### TASK DESCRIPTION
Please rewrite every line of the entries below, requests included, and leave out the pictures. Multiply each bounding-box coordinate in the answers by 0.65 and round to whole numbers, with halves rounded up.
[Start of RECORDS PROVIDED]
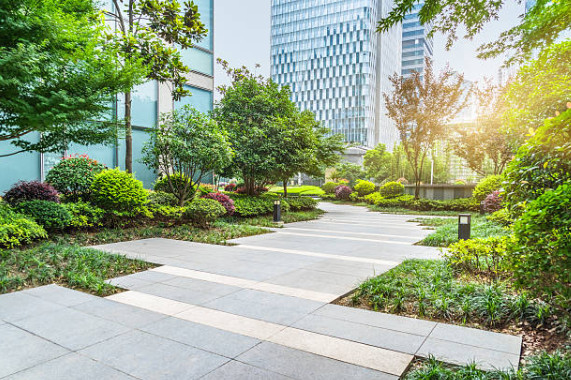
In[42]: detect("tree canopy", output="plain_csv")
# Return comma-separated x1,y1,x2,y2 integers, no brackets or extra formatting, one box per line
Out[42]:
0,0,138,154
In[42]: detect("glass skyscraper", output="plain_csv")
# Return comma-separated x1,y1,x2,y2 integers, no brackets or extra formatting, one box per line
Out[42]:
271,0,401,149
401,2,434,78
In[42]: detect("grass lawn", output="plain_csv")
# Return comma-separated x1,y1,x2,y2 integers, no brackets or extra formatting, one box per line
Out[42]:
412,214,510,247
268,186,325,196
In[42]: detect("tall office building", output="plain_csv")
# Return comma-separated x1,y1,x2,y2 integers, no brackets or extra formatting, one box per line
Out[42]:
271,0,401,149
0,0,214,192
401,2,434,78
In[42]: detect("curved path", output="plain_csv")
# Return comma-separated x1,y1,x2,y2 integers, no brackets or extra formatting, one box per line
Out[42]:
0,204,521,379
[End of RECORDS PROVIDED]
### ANSWER TO THE PROBLEM
In[42]: detect("tree canopy", output="plain_csv")
# Return comma-separated x1,y1,x2,y2 integers, no brackets or extra formatting, one box per line
Out[42]:
0,0,90,100
In[42]: detect("glass skyscraper", output="plain_csv")
# Return comma-separated x1,y1,x2,y2 integers, no brackets or extra formatting, one box per line
Out[42]:
176,0,261,97
261,1,282,51
In[42]: detect("grass lawn", output="plain_csv")
# Return comma-separated x1,y1,x2,y2 integers, no brackets or extra formatting, one box per line
Out[42]:
268,139,332,161
174,121,211,127
In[42]: detect("tall office building", output="plain_csv")
# Return comma-separated x1,y1,x2,y2 integers, no brackets or extra formatting, one box per line
Out[42]:
176,0,261,97
0,0,139,125
261,1,282,51
In[42]: detect("curved path", output="plain_csv")
# Return comma-separated x1,y1,x2,y2 integers, no brackets or extra formatting, one box per line
Out[42]:
0,133,339,246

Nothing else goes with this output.